* [Exercise]: In the listing, edit the lines from the line with "Look at this image and locate every instance of dark" up to and including the line with "top-left (871, 122), bottom-right (925, 150)" so that "short hair" becomes "curly hair", and keep all else as it stands. Give back only those lines.

* [Information shown]:
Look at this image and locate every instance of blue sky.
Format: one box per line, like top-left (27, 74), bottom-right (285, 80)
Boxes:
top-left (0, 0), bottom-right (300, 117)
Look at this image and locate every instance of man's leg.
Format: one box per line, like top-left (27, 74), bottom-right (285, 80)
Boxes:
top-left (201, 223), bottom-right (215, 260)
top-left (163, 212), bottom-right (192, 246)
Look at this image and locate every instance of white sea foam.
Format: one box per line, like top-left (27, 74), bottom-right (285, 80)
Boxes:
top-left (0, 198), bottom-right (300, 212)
* * *
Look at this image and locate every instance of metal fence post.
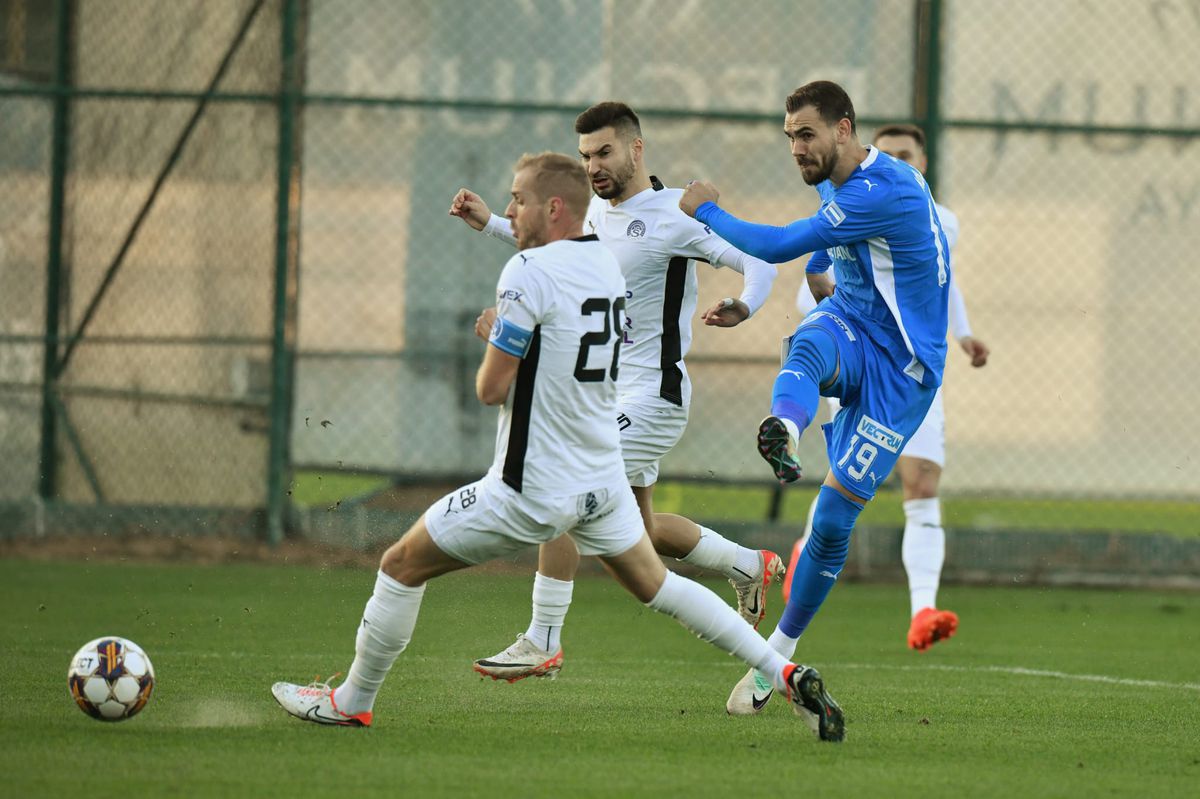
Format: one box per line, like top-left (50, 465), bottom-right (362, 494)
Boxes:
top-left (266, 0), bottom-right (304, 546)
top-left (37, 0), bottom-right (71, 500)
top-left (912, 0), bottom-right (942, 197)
==
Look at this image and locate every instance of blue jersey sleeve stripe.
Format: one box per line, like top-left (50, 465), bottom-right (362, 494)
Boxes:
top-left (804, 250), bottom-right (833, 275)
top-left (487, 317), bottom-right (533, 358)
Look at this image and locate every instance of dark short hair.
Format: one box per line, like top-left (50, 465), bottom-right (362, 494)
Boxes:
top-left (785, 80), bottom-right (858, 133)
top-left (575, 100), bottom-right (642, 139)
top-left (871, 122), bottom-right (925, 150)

* [Exercise answer]:
Look at this image and locate every instance of dark curly hair.
Format: one box per line, like top-left (50, 465), bottom-right (362, 494)
Boxes:
top-left (785, 80), bottom-right (858, 133)
top-left (575, 100), bottom-right (642, 139)
top-left (871, 122), bottom-right (925, 150)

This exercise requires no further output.